WRITTEN EXERCISE: Copy the lines of the material below, starting with the line that contains "like x=339 y=112." and going on through the line that contains "x=670 y=463". Switch "metal railing" to "steel railing" and leave everything else unchanged.

DATA TO USE:
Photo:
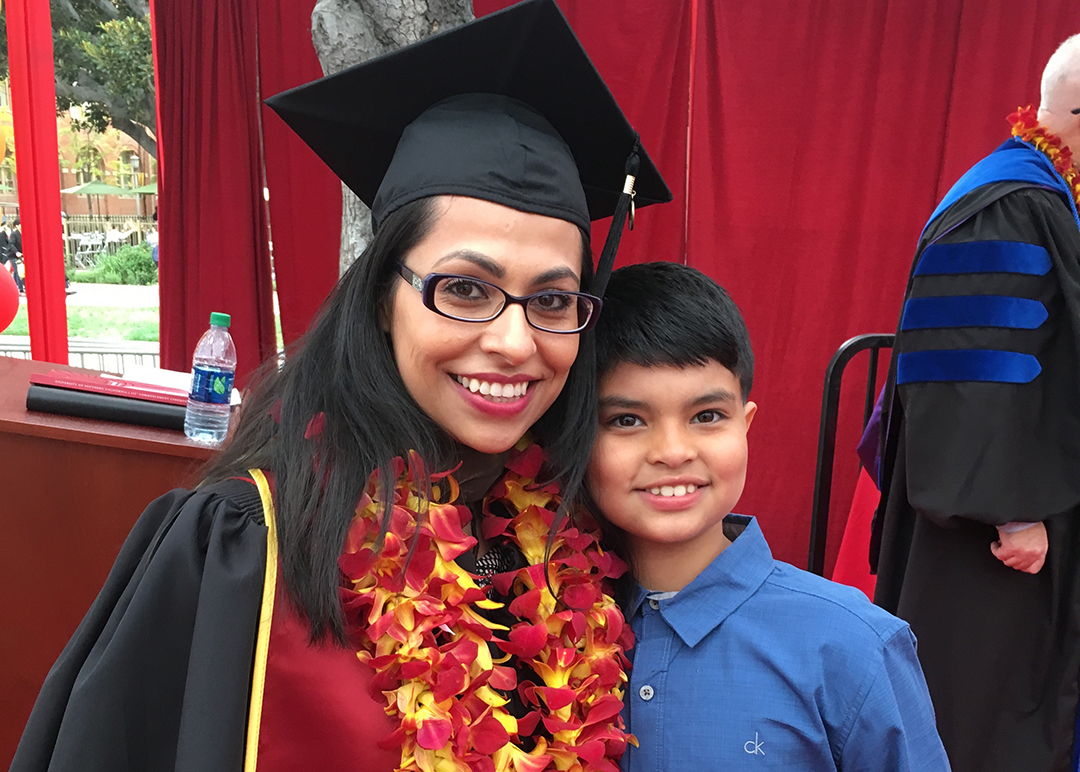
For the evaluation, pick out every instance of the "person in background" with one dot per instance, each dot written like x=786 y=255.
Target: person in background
x=151 y=241
x=741 y=662
x=4 y=238
x=976 y=541
x=379 y=517
x=14 y=254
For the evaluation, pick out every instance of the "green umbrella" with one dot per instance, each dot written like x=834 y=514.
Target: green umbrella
x=148 y=188
x=96 y=187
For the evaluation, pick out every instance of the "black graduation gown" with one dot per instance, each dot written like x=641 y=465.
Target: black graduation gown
x=1000 y=648
x=158 y=674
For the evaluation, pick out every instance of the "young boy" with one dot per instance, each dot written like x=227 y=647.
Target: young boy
x=742 y=662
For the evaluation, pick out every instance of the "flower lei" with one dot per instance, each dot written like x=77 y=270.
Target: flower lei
x=1025 y=125
x=413 y=617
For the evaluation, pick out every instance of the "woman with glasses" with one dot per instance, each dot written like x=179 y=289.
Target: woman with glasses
x=377 y=571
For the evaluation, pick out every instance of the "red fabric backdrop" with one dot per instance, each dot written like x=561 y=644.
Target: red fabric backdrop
x=305 y=195
x=215 y=254
x=822 y=135
x=34 y=113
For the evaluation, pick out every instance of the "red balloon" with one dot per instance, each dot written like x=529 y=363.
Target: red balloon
x=9 y=298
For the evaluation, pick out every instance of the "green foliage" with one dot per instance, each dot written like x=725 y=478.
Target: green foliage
x=115 y=56
x=130 y=265
x=97 y=323
x=104 y=63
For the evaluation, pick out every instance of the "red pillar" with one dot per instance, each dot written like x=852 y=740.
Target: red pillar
x=34 y=113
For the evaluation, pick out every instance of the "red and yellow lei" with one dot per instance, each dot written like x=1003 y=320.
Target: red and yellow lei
x=1025 y=125
x=414 y=618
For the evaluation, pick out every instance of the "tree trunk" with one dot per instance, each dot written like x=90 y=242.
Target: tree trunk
x=349 y=31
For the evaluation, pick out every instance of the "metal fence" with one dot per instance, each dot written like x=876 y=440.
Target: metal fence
x=86 y=236
x=103 y=355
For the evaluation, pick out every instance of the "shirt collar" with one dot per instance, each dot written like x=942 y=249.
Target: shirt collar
x=715 y=593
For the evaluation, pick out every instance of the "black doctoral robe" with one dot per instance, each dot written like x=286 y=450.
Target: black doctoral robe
x=983 y=410
x=158 y=674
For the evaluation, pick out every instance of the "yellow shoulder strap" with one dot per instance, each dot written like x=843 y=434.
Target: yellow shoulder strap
x=266 y=615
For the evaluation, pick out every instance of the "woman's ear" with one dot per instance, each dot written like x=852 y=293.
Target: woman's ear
x=386 y=310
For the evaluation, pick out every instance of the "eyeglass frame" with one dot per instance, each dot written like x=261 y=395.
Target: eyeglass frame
x=426 y=286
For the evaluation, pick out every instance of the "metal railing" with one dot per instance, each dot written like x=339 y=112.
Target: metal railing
x=826 y=437
x=105 y=355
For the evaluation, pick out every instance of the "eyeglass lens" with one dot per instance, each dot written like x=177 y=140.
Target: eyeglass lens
x=475 y=300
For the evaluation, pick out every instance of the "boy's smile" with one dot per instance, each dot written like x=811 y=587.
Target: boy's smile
x=670 y=463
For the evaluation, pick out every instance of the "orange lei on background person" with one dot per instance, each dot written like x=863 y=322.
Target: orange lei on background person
x=413 y=618
x=1025 y=125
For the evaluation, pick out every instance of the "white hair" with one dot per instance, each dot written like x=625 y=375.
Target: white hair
x=1062 y=70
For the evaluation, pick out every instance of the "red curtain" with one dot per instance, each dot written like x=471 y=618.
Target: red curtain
x=822 y=136
x=215 y=254
x=34 y=112
x=305 y=195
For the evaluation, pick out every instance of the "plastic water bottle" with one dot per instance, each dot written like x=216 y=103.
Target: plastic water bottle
x=212 y=374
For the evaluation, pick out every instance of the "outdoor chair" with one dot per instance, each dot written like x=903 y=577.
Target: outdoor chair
x=90 y=246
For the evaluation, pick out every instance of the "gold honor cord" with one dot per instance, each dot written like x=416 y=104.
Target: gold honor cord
x=266 y=615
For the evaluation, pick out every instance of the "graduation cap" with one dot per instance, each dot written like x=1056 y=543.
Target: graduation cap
x=507 y=108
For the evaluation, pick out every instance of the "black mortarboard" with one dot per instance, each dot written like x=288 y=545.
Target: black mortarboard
x=508 y=108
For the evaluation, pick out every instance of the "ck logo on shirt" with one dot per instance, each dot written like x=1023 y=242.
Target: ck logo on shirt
x=754 y=746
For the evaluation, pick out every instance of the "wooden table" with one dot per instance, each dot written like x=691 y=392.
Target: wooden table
x=70 y=489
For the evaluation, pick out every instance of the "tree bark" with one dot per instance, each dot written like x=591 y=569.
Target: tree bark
x=349 y=31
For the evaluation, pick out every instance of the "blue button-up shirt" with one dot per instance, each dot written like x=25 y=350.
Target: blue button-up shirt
x=757 y=665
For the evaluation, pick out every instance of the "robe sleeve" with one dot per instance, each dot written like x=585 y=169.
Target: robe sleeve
x=157 y=676
x=987 y=365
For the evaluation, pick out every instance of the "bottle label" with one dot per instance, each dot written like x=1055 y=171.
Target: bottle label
x=211 y=384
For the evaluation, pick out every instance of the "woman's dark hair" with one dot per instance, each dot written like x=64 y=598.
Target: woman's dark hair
x=345 y=368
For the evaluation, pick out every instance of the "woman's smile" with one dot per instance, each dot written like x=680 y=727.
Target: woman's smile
x=486 y=382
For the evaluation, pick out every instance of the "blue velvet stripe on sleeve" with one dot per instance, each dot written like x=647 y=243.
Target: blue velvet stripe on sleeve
x=984 y=257
x=967 y=365
x=973 y=311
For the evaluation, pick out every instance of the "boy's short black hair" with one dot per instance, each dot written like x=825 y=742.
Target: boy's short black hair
x=667 y=314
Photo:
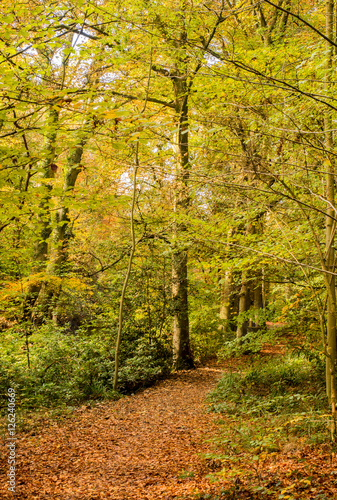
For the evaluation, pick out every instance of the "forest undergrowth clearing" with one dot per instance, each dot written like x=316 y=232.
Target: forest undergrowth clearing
x=162 y=443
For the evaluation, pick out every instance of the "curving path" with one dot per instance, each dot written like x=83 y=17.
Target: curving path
x=144 y=447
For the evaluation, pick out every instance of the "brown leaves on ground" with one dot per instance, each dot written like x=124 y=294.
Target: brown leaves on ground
x=149 y=446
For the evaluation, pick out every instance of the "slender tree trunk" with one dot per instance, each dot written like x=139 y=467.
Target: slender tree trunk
x=225 y=297
x=182 y=356
x=61 y=234
x=44 y=227
x=330 y=227
x=241 y=330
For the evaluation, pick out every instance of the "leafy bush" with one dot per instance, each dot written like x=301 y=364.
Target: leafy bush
x=269 y=388
x=67 y=369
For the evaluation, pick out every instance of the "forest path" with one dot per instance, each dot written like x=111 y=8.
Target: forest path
x=144 y=447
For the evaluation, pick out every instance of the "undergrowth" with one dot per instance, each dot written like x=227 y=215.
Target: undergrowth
x=270 y=405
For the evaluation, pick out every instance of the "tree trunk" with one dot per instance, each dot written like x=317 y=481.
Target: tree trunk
x=241 y=330
x=182 y=356
x=330 y=226
x=225 y=297
x=61 y=234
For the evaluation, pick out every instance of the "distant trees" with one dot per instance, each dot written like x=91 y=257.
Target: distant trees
x=233 y=113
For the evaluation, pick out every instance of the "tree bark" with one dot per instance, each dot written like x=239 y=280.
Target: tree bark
x=330 y=227
x=182 y=355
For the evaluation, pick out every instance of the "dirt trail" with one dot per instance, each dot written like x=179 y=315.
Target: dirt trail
x=144 y=447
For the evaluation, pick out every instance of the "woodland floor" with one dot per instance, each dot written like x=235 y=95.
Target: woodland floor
x=149 y=446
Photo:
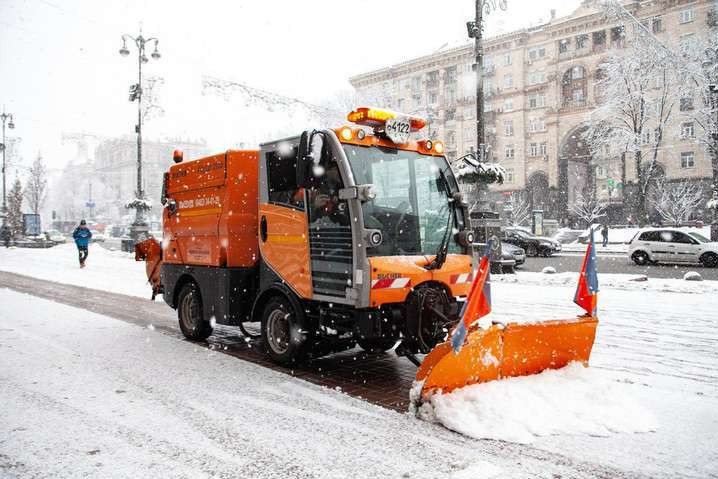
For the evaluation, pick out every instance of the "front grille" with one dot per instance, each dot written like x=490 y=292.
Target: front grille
x=331 y=254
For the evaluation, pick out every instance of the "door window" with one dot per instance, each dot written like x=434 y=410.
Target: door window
x=282 y=179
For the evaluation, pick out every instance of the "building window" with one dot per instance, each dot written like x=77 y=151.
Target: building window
x=581 y=42
x=688 y=160
x=537 y=53
x=450 y=96
x=687 y=42
x=599 y=40
x=688 y=131
x=510 y=176
x=508 y=80
x=509 y=128
x=686 y=103
x=573 y=91
x=657 y=24
x=687 y=15
x=537 y=101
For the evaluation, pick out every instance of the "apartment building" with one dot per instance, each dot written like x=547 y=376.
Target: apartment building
x=539 y=88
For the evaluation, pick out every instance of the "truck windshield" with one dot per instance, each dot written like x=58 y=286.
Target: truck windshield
x=412 y=204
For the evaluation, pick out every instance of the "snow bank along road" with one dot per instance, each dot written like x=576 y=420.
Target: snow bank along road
x=664 y=345
x=88 y=396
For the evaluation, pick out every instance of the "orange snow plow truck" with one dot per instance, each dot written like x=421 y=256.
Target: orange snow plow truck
x=357 y=235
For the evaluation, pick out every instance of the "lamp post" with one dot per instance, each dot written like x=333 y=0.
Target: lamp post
x=475 y=30
x=710 y=68
x=485 y=223
x=139 y=204
x=6 y=118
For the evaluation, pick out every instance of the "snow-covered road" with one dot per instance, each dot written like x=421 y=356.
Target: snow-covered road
x=662 y=345
x=88 y=396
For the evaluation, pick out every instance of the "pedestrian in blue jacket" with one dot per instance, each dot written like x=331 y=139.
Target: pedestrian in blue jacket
x=82 y=237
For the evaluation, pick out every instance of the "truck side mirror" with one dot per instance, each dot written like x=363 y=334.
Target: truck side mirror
x=309 y=155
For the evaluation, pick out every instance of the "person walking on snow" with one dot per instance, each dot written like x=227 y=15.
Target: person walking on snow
x=82 y=237
x=604 y=234
x=5 y=235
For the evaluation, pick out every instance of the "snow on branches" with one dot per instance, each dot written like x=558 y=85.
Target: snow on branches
x=139 y=204
x=675 y=202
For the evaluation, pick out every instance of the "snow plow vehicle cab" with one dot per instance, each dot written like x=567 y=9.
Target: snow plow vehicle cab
x=328 y=239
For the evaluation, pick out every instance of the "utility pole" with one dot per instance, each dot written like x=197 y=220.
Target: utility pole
x=139 y=204
x=6 y=117
x=475 y=30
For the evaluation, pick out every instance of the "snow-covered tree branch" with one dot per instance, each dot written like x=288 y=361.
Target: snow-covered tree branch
x=589 y=208
x=675 y=202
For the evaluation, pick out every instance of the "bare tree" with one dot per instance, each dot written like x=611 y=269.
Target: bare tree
x=641 y=92
x=676 y=201
x=14 y=210
x=519 y=209
x=589 y=208
x=36 y=186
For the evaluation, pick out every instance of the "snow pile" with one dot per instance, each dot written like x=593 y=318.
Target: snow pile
x=611 y=281
x=572 y=401
x=692 y=276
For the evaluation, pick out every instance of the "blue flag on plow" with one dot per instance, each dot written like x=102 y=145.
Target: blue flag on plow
x=587 y=291
x=478 y=302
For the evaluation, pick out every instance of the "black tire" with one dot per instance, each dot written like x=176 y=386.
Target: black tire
x=641 y=258
x=709 y=260
x=379 y=345
x=285 y=339
x=190 y=314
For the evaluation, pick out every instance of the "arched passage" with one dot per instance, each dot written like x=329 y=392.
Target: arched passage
x=575 y=174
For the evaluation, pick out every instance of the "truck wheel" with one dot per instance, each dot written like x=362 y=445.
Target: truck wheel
x=190 y=314
x=710 y=260
x=376 y=345
x=282 y=332
x=640 y=258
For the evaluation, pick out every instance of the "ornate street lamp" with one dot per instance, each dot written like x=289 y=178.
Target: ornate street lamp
x=6 y=118
x=139 y=204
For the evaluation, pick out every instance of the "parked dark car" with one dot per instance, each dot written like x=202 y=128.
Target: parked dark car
x=533 y=245
x=518 y=254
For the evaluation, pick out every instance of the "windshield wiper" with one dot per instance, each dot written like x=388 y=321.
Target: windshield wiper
x=443 y=250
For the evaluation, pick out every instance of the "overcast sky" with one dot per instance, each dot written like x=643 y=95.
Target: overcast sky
x=60 y=69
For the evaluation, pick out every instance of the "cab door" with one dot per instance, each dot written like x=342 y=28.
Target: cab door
x=283 y=234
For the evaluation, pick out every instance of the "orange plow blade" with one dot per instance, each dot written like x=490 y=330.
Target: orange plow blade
x=507 y=351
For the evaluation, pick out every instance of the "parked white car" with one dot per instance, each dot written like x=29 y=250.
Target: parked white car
x=671 y=245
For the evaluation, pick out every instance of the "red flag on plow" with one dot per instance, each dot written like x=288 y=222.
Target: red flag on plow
x=476 y=355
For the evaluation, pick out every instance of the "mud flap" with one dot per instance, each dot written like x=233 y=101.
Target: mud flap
x=507 y=351
x=150 y=251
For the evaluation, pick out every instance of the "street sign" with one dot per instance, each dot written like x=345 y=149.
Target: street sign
x=31 y=225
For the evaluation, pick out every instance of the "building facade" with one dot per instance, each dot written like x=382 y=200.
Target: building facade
x=539 y=88
x=115 y=170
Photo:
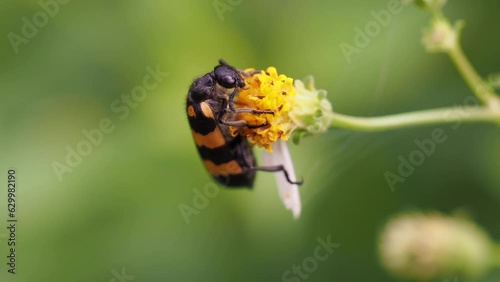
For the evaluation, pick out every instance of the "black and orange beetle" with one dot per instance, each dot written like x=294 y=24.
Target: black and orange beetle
x=210 y=109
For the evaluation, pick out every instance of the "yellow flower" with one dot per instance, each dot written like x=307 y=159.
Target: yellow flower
x=266 y=90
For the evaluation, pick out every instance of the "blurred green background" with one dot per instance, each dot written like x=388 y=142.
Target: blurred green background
x=120 y=207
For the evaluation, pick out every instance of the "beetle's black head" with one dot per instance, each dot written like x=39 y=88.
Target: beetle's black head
x=202 y=88
x=227 y=76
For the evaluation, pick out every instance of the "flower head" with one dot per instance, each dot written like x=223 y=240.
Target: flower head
x=298 y=107
x=266 y=90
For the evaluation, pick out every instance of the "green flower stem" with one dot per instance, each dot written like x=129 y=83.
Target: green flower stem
x=419 y=118
x=483 y=91
x=495 y=260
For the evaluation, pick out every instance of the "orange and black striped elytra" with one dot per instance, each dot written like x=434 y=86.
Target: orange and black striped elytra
x=210 y=109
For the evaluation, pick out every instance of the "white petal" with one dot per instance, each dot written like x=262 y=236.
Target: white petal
x=289 y=193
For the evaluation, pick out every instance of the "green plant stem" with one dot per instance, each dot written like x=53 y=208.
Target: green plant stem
x=476 y=84
x=419 y=118
x=495 y=260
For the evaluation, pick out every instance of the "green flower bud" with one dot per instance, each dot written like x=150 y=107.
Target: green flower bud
x=429 y=246
x=441 y=36
x=430 y=4
x=312 y=112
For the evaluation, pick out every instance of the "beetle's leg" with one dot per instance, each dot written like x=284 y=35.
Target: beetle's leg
x=239 y=123
x=276 y=169
x=231 y=97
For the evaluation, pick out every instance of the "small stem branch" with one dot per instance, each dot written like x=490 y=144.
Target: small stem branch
x=418 y=118
x=475 y=82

THE ANSWER:
For the evaluation, pick out every instance of the "steel railing" with one dot per instance, each dot written like x=339 y=112.
Target: steel railing
x=826 y=437
x=105 y=355
For the evaluation, pick out every instance of the "eyeglass lens" with one dot per instance, each dot written like x=177 y=140.
Target: eyeglass lens
x=475 y=300
For the evaluation, pick out every instance of the "boy's smile" with one dot per instance, each dot written like x=811 y=587.
Target: boy's smile
x=670 y=463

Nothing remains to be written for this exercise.